=== What to work on ===
Reproduce, word for word, the stretch of the records below from the line containing "the white truck" through the line containing "[(270, 118)]", including both of those lines.

=== Records for this task ===

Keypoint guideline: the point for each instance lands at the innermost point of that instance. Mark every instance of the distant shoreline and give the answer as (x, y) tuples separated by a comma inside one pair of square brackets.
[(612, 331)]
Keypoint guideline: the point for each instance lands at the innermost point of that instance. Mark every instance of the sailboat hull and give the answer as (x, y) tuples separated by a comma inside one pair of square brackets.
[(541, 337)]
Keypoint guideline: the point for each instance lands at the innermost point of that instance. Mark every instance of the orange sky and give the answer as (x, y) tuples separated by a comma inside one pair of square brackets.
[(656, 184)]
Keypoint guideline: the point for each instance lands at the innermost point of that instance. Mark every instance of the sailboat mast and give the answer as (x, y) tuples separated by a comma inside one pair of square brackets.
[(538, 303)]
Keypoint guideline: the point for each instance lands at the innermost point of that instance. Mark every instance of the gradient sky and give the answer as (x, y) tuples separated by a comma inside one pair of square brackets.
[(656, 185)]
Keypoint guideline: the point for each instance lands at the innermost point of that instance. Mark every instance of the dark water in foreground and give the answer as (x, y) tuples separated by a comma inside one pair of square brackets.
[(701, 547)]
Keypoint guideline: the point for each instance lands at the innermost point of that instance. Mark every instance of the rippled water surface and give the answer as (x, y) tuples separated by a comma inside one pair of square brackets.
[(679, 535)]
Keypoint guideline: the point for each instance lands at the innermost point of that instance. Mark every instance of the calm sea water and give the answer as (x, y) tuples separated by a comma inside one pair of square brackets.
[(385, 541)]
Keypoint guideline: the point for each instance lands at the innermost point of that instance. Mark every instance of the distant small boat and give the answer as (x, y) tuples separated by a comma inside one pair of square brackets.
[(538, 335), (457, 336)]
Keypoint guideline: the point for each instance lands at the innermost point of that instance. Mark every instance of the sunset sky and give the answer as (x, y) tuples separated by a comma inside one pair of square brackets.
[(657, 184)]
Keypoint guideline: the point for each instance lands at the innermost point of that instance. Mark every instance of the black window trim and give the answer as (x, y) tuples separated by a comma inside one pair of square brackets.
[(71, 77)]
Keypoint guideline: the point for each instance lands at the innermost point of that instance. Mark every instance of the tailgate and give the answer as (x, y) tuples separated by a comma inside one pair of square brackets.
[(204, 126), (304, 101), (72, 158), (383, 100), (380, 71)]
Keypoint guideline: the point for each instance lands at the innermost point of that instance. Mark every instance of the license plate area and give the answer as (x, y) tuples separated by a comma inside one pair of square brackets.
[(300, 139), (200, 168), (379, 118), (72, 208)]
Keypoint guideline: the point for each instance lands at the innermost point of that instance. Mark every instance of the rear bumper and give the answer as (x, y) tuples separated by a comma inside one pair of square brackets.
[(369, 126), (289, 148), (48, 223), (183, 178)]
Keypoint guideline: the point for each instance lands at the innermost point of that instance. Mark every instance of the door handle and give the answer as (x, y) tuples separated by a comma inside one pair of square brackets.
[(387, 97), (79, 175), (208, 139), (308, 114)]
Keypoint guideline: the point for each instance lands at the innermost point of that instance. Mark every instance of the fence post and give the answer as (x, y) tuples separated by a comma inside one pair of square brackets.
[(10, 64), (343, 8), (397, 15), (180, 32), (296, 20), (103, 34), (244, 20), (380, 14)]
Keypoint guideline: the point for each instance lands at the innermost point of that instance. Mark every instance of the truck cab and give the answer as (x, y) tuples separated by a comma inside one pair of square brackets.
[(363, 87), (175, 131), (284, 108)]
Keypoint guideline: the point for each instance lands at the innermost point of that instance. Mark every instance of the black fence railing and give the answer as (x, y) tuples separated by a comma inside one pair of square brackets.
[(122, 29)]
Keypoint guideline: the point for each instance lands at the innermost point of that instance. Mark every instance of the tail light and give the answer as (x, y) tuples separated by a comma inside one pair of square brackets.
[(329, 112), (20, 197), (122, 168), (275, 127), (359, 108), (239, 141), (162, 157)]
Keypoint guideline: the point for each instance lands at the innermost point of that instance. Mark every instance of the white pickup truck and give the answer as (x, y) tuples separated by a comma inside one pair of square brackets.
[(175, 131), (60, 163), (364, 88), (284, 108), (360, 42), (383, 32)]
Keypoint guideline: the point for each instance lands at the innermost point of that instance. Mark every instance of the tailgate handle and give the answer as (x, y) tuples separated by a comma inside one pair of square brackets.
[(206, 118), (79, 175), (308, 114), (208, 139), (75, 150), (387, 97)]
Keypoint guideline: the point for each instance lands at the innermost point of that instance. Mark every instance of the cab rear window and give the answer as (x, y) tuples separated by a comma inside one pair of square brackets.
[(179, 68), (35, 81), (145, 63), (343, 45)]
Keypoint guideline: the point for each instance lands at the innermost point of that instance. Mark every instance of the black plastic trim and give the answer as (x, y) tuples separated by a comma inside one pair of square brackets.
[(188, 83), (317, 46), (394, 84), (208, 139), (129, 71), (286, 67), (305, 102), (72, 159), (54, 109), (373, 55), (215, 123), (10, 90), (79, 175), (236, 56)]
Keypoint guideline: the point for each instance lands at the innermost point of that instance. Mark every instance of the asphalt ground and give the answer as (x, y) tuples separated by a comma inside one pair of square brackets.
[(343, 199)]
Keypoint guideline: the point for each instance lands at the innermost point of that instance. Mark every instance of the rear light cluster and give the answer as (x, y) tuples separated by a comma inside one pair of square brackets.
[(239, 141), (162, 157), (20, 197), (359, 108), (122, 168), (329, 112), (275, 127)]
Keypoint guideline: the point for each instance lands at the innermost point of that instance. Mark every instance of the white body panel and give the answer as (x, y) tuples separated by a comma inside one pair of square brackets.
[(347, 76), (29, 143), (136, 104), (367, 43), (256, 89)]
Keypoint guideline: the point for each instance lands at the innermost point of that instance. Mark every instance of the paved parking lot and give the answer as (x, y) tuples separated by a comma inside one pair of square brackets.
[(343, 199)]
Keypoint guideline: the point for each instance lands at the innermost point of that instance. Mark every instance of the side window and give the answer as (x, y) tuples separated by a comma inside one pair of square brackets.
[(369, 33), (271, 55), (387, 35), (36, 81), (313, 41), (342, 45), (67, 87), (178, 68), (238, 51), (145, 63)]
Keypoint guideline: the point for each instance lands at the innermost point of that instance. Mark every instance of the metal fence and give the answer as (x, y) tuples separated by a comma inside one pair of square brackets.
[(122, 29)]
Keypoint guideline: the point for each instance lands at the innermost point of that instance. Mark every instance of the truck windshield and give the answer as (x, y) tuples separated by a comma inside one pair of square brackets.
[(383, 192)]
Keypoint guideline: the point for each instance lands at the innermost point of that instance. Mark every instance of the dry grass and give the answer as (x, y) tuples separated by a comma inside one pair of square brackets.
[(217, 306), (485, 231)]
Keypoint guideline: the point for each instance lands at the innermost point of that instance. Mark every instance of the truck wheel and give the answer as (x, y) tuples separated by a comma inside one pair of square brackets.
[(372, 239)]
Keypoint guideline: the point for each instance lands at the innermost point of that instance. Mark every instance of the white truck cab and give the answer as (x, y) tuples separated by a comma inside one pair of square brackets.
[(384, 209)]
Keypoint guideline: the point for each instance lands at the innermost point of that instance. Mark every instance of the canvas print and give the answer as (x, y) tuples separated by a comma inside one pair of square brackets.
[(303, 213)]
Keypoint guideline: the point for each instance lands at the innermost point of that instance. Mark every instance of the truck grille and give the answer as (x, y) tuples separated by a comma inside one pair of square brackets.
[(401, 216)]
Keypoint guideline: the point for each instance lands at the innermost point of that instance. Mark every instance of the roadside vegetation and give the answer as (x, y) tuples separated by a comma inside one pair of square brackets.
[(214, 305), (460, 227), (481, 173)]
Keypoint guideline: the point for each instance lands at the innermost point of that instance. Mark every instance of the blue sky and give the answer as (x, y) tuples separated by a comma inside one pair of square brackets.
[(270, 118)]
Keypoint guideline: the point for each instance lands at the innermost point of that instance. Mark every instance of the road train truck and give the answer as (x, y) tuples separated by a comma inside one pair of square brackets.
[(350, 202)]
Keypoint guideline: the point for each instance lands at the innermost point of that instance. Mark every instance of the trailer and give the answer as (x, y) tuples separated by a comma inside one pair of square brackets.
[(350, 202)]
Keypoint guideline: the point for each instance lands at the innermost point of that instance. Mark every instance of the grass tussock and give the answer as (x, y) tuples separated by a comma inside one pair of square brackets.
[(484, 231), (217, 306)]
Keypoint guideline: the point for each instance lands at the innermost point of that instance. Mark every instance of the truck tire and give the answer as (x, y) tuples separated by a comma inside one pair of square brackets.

=== Solution to the problem ===
Keypoint guideline: the point for each instance lands at the innermost point of that instance. Mark every instance of the white truck cab and give the answer as (x, y) tuples separated by a comma inside one pair of square brackets.
[(384, 209)]
Keypoint guideline: the point for each instance lands at the innermost point of that instance. Mark every instance of the canvas print and give the answer as (x, y) tuples separated by a comma inside one pair of square brackets.
[(303, 213)]
Keypoint guideline: the point for each instance lands at the innermost point of that instance. Mark every instance of the truck grille and give the answer as (x, y) tuples separated by a comma inside one pair of square brackets.
[(401, 216)]
Keypoint guideline: the point for each instance lands at the innermost point of that instance. Mark every instance of the roadside vegetation and give the answer as (x, y) tuples separated by a comma inside one pair of square brackets.
[(214, 305), (460, 227), (481, 173)]
Keypoint guideline: the point for each instance lands at the innermost point of that instance. Mark every instance of the blue sky and give the answer as (x, y) tuples separated by a comma inside one pair of square brackets.
[(270, 118)]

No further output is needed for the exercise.